DOMANDE DI STUDIO
[1] Nel testo sul Ddl AI, quale evento ha fatto partire il conto alla rovescia per gli adempimenti e perché la prima scadenza si avvicina? Rispondi in una o due frasi.
[2] Riporta dal testo sul Ddl AI il passo che va da "Nell’ambito dell’iter di" a "conto il Parlamento.".

BRANO DA ESAMINARE
━━━━━━

Nell’ambito dell’iter di approvazione del Ddl sull’intelligenza artificiale, il Garante Privacy italiano ha espresso il proprio parere ai sensi dell’articolo 36 par. 4 GDPR. Parere favorevole, ma con qualche segnalazione di cui dovrà tenere conto il Parlamento.
Vediamo quali sono i profili segnalati dal Garante, in particolare in relazione agli art. 7, 8 e 9 relativi alla sanità ed al trattamento dei dati, ripercorrendo i contenuti dell’attuale versione di tali articoli e i suggerimenti dell’autorità.
Ddl AI, lo stato dell’arte
Dopo l’entrata in vigore dell’AI Act in data 2 agosto (pubblicazione in Guce in data 12 luglio 2024), è partito il countdown per gli adempimenti da porre in essere. Si avvicina dunque a grandi passi la prima scadenza – in data 2 novembre 2024 – relativa all’obbligo in capo agli Stati membri di identificare le autorità responsabili della tutela dei diritti fondamentali per l’AI, con relativa notifica alla Commissione e agli altri Stati membri (art. 77 par. 1 e 2 dell’AI ACT).

━━━━━━

DATI PRESENTATI
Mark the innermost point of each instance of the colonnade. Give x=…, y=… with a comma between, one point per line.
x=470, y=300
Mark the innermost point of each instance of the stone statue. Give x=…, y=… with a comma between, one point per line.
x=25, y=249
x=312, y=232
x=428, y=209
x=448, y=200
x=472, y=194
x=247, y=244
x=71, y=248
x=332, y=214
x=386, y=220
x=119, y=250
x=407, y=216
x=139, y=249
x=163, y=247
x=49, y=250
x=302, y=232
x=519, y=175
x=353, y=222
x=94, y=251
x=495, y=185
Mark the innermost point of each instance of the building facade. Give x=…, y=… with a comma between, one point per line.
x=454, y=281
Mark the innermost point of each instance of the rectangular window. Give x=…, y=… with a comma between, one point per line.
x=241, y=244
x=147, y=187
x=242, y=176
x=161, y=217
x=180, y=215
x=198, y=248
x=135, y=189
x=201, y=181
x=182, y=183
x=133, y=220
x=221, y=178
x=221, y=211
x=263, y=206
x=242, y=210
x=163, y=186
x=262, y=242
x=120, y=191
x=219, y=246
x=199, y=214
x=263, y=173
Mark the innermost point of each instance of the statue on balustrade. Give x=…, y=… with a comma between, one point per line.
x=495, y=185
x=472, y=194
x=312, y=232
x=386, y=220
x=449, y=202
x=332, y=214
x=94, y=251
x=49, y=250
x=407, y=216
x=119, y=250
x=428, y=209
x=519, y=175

━━━━━━

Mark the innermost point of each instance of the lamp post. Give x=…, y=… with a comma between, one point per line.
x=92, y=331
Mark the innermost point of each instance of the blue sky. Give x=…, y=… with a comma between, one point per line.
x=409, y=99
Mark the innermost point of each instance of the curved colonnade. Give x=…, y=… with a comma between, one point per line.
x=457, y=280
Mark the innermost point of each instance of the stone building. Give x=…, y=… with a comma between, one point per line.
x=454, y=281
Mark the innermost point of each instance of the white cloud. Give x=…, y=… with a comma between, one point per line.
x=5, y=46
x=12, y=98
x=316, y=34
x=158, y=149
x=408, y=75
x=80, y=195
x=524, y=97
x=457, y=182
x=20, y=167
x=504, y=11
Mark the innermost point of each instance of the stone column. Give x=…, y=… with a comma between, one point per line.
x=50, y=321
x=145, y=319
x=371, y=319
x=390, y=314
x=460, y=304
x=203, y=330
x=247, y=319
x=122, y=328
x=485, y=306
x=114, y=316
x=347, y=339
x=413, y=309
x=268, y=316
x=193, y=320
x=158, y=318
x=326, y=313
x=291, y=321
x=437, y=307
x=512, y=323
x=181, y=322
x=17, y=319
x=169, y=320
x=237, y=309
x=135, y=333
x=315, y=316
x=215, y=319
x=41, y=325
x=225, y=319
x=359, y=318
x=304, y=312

━━━━━━

RISPOSTE ALLE DOMANDE
[1] Il conto alla rovescia è partito con l'entrata in vigore dell'AI Act, il 2 agosto. Per questo si avvicina la prima scadenza del 2 novembre 2024, entro cui gli Stati membri devono identificare le autorità responsabili della tutela dei diritti fondamentali per l'AI.

[2]
Nell’ambito dell’iter di approvazione del Ddl sull’intelligenza artificiale, il Garante Privacy italiano ha espresso il proprio parere ai sensi dell’articolo 36 par. 4 GDPR. Parere favorevole, ma con qualche segnalazione di cui dovrà tenere conto il Parlamento.